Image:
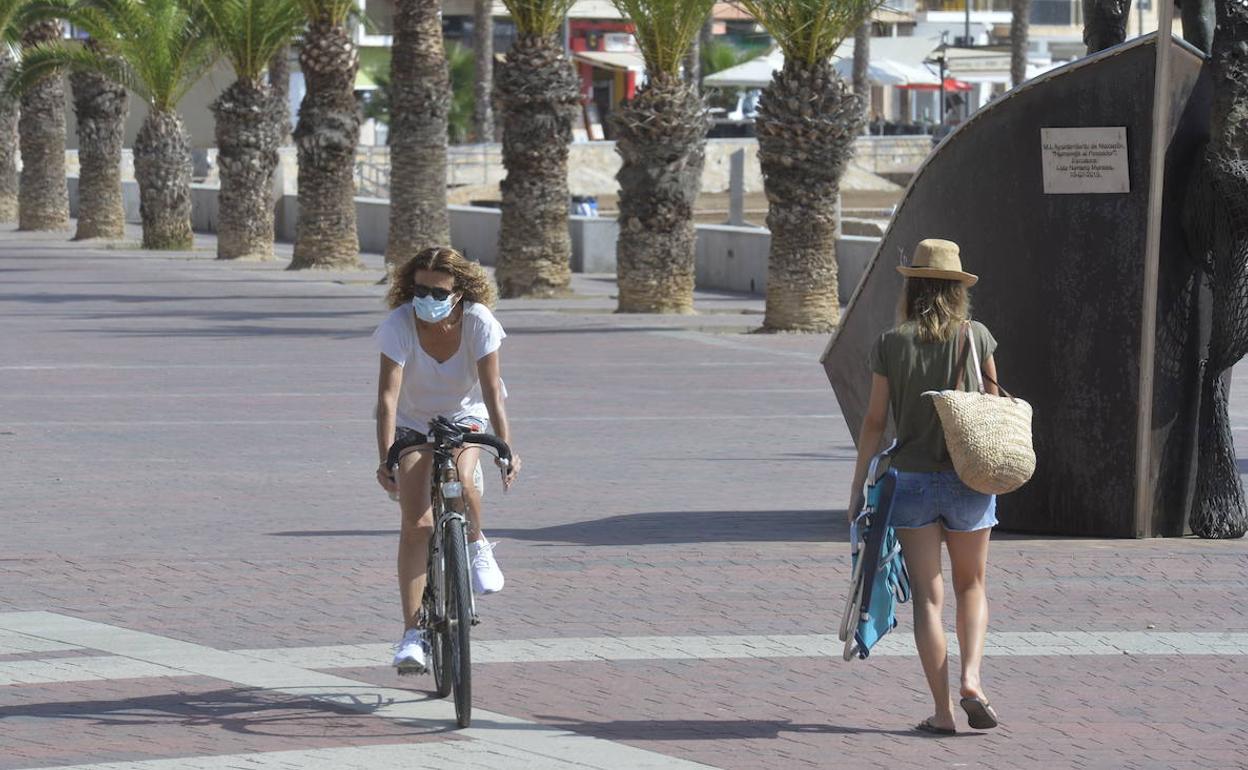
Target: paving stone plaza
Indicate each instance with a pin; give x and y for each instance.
(197, 567)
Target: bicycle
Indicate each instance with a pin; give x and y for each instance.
(448, 608)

....................

### Task description
Copy out every line of the records above word for word, omitting the pictures.

### Solution below
Image:
Target: paving stone plaza
Indicate each instance with a pin; give x and y for each instance.
(197, 567)
Target: bicycle
Indicate each instance with a pin; give x and y for each instance.
(448, 608)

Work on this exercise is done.